PROBLEM TO WORK ON:
Nothing but the lines from the one containing "Point to the woman's" to the end of the records below should be output, each exactly as written.

-- EXERCISE INPUT follows --

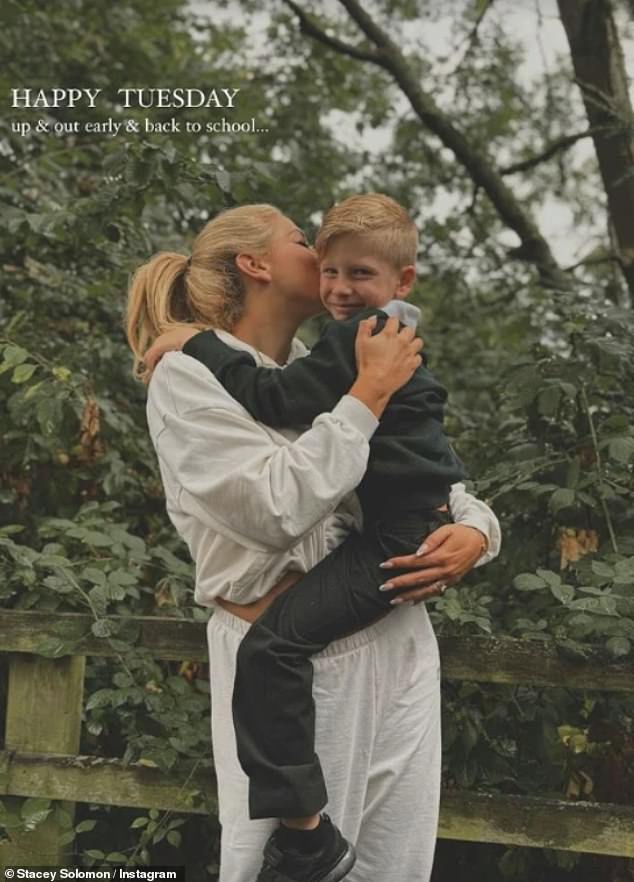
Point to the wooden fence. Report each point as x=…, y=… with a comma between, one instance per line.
x=43, y=720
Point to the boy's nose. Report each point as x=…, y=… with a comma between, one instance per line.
x=340, y=286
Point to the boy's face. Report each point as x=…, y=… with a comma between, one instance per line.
x=352, y=277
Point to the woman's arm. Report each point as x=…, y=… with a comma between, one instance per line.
x=451, y=551
x=234, y=476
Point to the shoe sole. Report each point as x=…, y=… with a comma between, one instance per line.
x=344, y=866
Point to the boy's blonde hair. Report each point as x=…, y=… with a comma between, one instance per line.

-- EXERCISE INPUT concluded --

RESULT:
Point to the woman's arm. Report each point as x=…, y=… with a comma between, one instance per line.
x=451, y=551
x=234, y=476
Point to the shoe sole. Report each point as x=…, y=… with a comma between, one instance per line.
x=344, y=866
Point to the boy's blonde hair. Report each point as x=…, y=… with a comma between, one instance per line.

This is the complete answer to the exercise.